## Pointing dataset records
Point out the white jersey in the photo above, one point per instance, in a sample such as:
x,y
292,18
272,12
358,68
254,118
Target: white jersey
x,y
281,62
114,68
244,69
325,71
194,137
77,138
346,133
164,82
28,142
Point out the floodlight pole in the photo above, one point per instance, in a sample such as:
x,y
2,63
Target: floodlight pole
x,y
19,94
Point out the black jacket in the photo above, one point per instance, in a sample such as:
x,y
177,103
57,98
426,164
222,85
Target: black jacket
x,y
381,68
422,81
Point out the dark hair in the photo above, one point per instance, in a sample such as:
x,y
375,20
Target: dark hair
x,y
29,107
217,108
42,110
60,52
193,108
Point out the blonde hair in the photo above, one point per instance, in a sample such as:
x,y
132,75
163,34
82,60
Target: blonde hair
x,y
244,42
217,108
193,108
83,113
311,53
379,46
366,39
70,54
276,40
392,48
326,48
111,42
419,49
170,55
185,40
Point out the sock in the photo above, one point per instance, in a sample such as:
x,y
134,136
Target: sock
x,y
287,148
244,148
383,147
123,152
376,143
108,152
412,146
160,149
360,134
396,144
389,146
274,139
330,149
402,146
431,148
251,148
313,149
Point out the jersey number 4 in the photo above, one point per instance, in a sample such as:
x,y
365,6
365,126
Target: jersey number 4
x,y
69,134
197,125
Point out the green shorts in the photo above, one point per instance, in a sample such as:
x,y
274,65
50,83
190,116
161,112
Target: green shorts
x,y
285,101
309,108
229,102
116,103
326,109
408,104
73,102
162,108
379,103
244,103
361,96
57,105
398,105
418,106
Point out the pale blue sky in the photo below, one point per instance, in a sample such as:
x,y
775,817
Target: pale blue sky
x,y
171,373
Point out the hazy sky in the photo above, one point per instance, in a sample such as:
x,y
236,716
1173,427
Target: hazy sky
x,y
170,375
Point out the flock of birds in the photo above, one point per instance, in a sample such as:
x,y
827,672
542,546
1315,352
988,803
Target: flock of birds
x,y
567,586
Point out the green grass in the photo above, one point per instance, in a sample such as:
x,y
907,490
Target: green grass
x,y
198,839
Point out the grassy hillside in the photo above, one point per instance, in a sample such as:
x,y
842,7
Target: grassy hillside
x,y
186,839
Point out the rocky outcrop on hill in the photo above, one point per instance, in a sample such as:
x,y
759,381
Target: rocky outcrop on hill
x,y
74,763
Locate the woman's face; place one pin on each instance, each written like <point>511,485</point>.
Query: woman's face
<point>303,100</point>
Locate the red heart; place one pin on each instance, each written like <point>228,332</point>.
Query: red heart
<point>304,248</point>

## PROBLEM REQUIREMENTS
Rewrite the lines as a JSON list of strings, one string per line, skipping any blank lines. Start at the line that contains "Point out the blonde" and end with the line that contains "<point>303,100</point>", including both.

## WRITTEN RESPONSE
[
  "Point out the blonde hair in the photo above, one point per instance, in a sample such as:",
  "x,y",
  "132,75",
  "163,34",
  "82,60",
  "Target: blonde hair",
  "x,y",
  "244,42",
  "217,108",
  "193,108",
  "83,113",
  "311,53",
  "379,46",
  "366,39",
  "70,54",
  "276,40",
  "392,48",
  "326,48",
  "111,42",
  "419,49",
  "170,55",
  "185,40",
  "Point out the sock in the photo above, one point per instance, in a sample such as:",
  "x,y",
  "134,136",
  "Target: sock",
  "x,y",
  "287,148",
  "244,148",
  "383,147",
  "123,152",
  "376,143",
  "108,152",
  "412,146",
  "160,149",
  "360,134",
  "396,144",
  "389,146",
  "274,139",
  "330,149",
  "402,146",
  "431,148",
  "251,148",
  "313,149",
  "Point out the jersey number 4 in the photo above, one point per instance, in a sample such as:",
  "x,y",
  "365,6",
  "365,126",
  "Target: jersey number 4",
  "x,y",
  "69,134",
  "197,125",
  "Point out the green shorts in the photo above, one point per instance, in a sample such as:",
  "x,y",
  "274,65",
  "50,83",
  "190,116",
  "161,112",
  "Target: green shorts",
  "x,y",
  "285,101",
  "309,108",
  "229,102",
  "116,103",
  "326,109",
  "408,104",
  "73,102",
  "162,108",
  "379,103",
  "244,103",
  "361,96",
  "57,105",
  "398,105",
  "418,106",
  "Point out the pale blue sky in the photo below, one point per instance, in a sample such as:",
  "x,y",
  "775,817",
  "Target: pale blue sky",
  "x,y",
  "171,373",
  "Point out the hazy sky in the photo above, one point per instance, in a sample such as:",
  "x,y",
  "236,716",
  "1173,427",
  "Target: hazy sky",
  "x,y",
  "170,375",
  "Point out the flock of birds in the photo above, one point per instance, in a sample such as:",
  "x,y",
  "827,672",
  "542,546",
  "1315,352",
  "988,803",
  "Target: flock of birds",
  "x,y",
  "567,586",
  "Point out the green grass in the photo above, one point per instance, in a sample such as:",
  "x,y",
  "907,490",
  "Target: green grass",
  "x,y",
  "198,839",
  "Point out the grassy hillside in the photo above, one point per instance, in a sample such as:",
  "x,y",
  "842,7",
  "Target: grassy hillside",
  "x,y",
  "186,839",
  "Point out the rocky outcrop on hill in the photo above, one point per instance, in a sample such as:",
  "x,y",
  "759,381",
  "Target: rocky outcrop on hill",
  "x,y",
  "74,763",
  "Locate the woman's face; place one pin on each instance, each written like <point>511,485</point>.",
  "Query: woman's face",
  "<point>303,100</point>"
]